Records shown ▸

□ □ □

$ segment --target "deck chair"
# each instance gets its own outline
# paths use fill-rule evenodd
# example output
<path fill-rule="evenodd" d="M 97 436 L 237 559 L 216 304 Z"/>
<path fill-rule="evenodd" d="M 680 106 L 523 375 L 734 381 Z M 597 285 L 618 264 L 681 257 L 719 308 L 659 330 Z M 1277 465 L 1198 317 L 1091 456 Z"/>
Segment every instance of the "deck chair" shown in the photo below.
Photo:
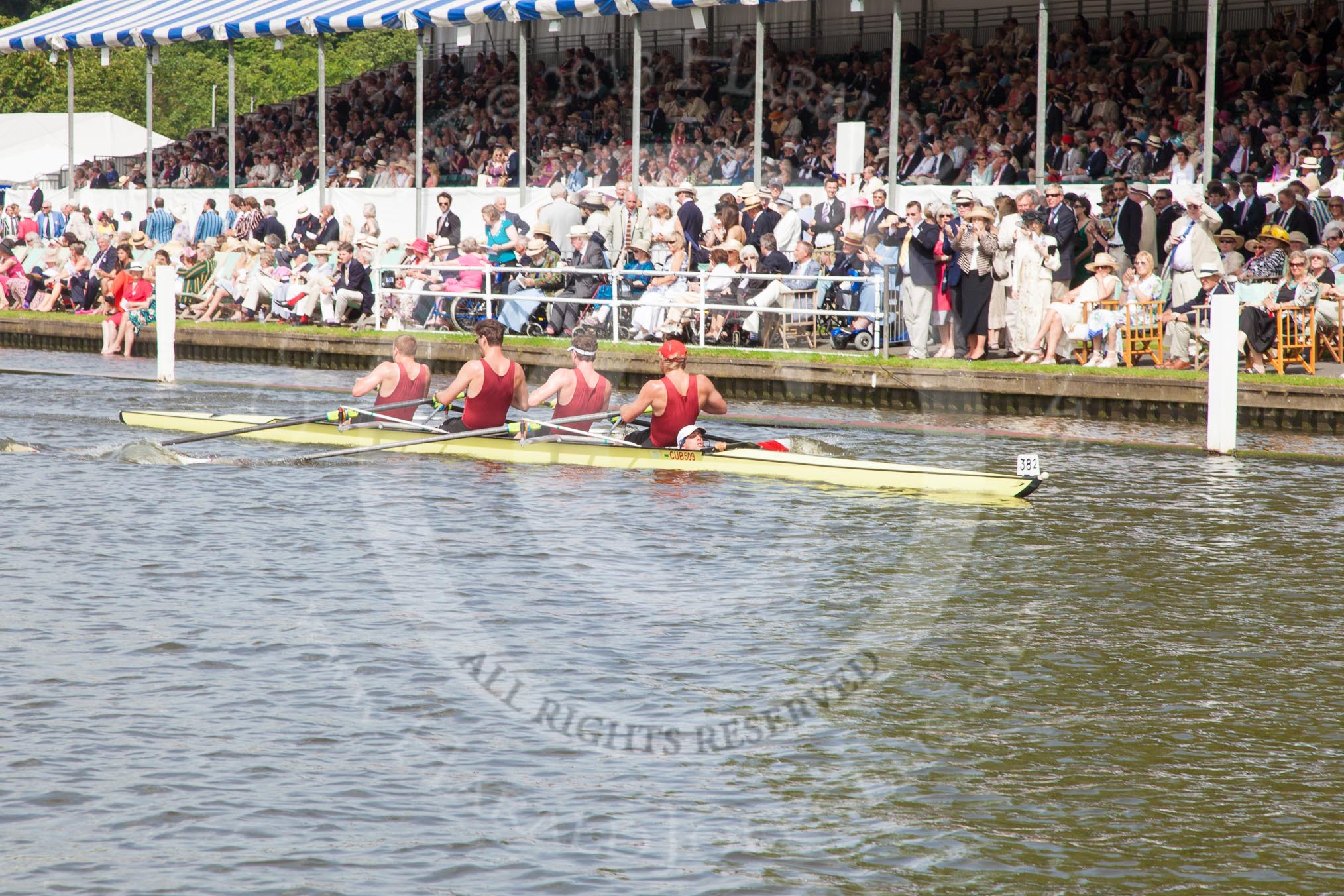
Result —
<path fill-rule="evenodd" d="M 802 343 L 808 348 L 817 347 L 817 316 L 808 314 L 789 314 L 790 310 L 800 312 L 814 312 L 817 308 L 817 290 L 786 290 L 780 293 L 780 309 L 785 313 L 773 314 L 770 310 L 762 312 L 765 316 L 765 326 L 762 326 L 761 344 L 770 345 L 773 336 L 780 337 L 781 348 L 793 348 L 789 344 L 792 339 L 794 344 Z"/>
<path fill-rule="evenodd" d="M 1312 376 L 1316 375 L 1316 306 L 1301 310 L 1278 312 L 1274 316 L 1278 328 L 1278 341 L 1270 349 L 1269 363 L 1284 373 L 1289 364 L 1301 364 Z"/>
<path fill-rule="evenodd" d="M 1125 367 L 1134 367 L 1145 355 L 1153 359 L 1153 364 L 1161 365 L 1167 329 L 1161 324 L 1164 304 L 1160 298 L 1125 302 L 1125 329 L 1120 333 L 1120 356 L 1125 360 Z"/>
<path fill-rule="evenodd" d="M 1336 364 L 1344 364 L 1344 298 L 1327 298 L 1321 300 L 1335 306 L 1336 317 L 1339 324 L 1331 324 L 1329 320 L 1317 314 L 1316 317 L 1316 357 L 1322 355 L 1329 355 L 1335 359 Z"/>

□ □ □

Stated exercise ▸
Rescale the records from their beginning through the line containing "1312 376 L 1316", inclusive, and write out every line again, requests included, with each outline coordinate in the answers multiplied by 2.55 and rounded to a whole number, halves rounded up. Leave all numbers in the requests and their sample outputs unchanged, and omit the pictures.

Answer to this task ▸
$ segment --target "deck chair"
# each instance gets its own outline
# paths use fill-rule evenodd
# example output
<path fill-rule="evenodd" d="M 97 436 L 237 559 L 216 304 Z"/>
<path fill-rule="evenodd" d="M 680 106 L 523 375 L 734 381 Z M 597 285 L 618 264 L 681 257 L 719 308 L 659 330 Z M 1277 465 L 1198 317 L 1091 456 Z"/>
Segment every instance of the "deck chair" shown in the photo below.
Photo:
Result —
<path fill-rule="evenodd" d="M 2045 875 L 2060 887 L 2083 885 L 2083 806 L 2060 801 L 2012 801 L 2015 791 L 2040 796 L 2076 796 L 2083 785 L 2083 740 L 2004 740 L 1989 747 L 1989 788 L 2002 798 L 1971 801 L 1964 791 L 1943 796 L 1951 806 L 1951 831 L 1943 831 L 1941 877 L 1964 880 L 1971 857 L 1989 859 L 1992 887 L 2022 887 L 2012 877 L 2020 864 L 2025 877 Z"/>
<path fill-rule="evenodd" d="M 3346 959 L 3356 956 L 3356 780 L 3318 791 L 3259 796 L 3249 806 L 3259 836 L 3259 870 L 3239 890 L 3236 926 L 3274 951 L 3287 928 L 3318 928 Z"/>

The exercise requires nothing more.